Change "put a marker" to "place a point" wherever it occurs in the items below, and repeat every line with nothing else altered.
>> start TASK DATA
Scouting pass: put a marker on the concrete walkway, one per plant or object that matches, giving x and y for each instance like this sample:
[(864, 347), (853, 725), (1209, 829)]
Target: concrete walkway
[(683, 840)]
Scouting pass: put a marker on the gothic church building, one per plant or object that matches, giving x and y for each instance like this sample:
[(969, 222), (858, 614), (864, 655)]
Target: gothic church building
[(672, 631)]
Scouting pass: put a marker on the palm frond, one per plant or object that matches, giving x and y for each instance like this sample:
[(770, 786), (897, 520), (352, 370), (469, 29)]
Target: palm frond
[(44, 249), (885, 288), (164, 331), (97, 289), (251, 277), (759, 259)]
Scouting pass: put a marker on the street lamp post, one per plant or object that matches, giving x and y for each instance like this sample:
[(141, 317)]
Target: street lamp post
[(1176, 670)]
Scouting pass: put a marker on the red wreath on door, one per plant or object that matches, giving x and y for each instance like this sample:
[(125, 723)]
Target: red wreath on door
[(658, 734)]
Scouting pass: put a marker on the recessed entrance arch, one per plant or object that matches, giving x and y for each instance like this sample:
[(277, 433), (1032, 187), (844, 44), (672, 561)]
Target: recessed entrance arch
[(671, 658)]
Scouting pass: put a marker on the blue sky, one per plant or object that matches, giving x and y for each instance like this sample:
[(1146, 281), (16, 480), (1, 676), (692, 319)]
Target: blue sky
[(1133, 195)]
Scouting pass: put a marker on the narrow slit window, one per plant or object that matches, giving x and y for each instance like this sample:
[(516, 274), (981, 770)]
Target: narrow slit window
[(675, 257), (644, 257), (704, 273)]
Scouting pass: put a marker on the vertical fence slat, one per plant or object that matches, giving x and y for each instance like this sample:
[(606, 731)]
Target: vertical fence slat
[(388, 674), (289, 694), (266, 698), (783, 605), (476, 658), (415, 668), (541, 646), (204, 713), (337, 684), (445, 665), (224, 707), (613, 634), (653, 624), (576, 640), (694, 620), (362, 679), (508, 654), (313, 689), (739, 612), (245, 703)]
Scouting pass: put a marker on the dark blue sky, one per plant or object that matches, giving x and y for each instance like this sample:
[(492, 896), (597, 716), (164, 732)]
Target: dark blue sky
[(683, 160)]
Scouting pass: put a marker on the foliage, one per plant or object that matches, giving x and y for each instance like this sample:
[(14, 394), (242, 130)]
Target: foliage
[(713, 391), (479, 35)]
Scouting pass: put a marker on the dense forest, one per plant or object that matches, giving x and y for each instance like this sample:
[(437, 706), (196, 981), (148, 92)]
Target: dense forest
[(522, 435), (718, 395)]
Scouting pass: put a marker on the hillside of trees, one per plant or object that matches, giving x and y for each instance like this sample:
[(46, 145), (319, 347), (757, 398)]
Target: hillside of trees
>> end TASK DATA
*RESPONSE TO THE EXERCISE:*
Scouting pass: place a point on the concrete walkway, one per plant or object that matches, giving x and y for each instance like this sample:
[(864, 347), (853, 725), (1209, 829)]
Target: concrete walkway
[(683, 840)]
Scouting pass: place a point on the gothic church building, one per plant or object that matches, giving x and y for each instance like this sample:
[(969, 222), (858, 614), (864, 655)]
Target: gothic church building
[(672, 631)]
Scouting pass: place a point on the palm frond, one per plant or object that matches, giving x and y for each instance like this sample:
[(770, 786), (897, 520), (352, 370), (469, 29)]
Target: palm frond
[(44, 249), (885, 288), (164, 331), (97, 289), (251, 277), (759, 259)]
Scouting pass: place a point on the street lamp post, one per plant or object that matches, giving x and y for each instance like this sample:
[(141, 317)]
Target: street lamp post
[(1176, 670)]
Scouting pass: place a point on the red wreath on door, one per plant or object that matches, giving x and y for each instance like this sample:
[(125, 723)]
Target: red wreath on door
[(658, 734)]
Scouting pass: place a point on the recessed entrance arch, one per plant or object that matches, giving x and y for each instance like this sample:
[(277, 433), (1032, 187), (844, 44), (672, 561)]
Target: recessed entrance arch
[(671, 658)]
Scouting pass: place a point on the blue sky, one per plant or object that matches, giving x and y for each instance like this sample:
[(1146, 281), (16, 480), (1, 676), (692, 319)]
Target: blue sky
[(1133, 195)]
Scouting pass: place a point on the narrow slit window, one per plant or object that matches, giving x and y for each instance like this sample:
[(516, 274), (981, 770)]
Target: narrow slit window
[(675, 257), (644, 257), (704, 273)]
Scouting pass: place a point on the vertical fence slat, one per plant or object that matches, giving x and y for each instance like this sample:
[(606, 731)]
Target: vertical fence slat
[(388, 674), (289, 694), (266, 698), (783, 605), (476, 658), (415, 668), (541, 646), (204, 713), (337, 684), (445, 665), (224, 707), (613, 634), (653, 624), (576, 640), (694, 620), (362, 679), (508, 654), (313, 689), (739, 612), (245, 703)]
Scouting pass: place a point on the dark blue sky, one per plant or object that matches, giving x and y for each instance like this sample:
[(492, 896), (597, 716), (164, 732)]
Target: dark blue sky
[(683, 160)]
Scouting pass: place a point on the foliage, one per plant or object that matches, giving x and y for each instance like this sample:
[(14, 394), (242, 130)]
Target: foliage
[(713, 391), (479, 35)]
Scouting pass: place a point on the dense forest, one per plant or object that matches, giving x and y for each instance like this sample:
[(437, 706), (196, 981), (148, 92)]
Target: dense forest
[(522, 435), (718, 395)]
Scouting pass: place a point on the hillside of trees, one per plant or object that matches, giving x and y for each instance like this sample:
[(46, 145), (319, 347), (757, 398)]
Target: hillside of trees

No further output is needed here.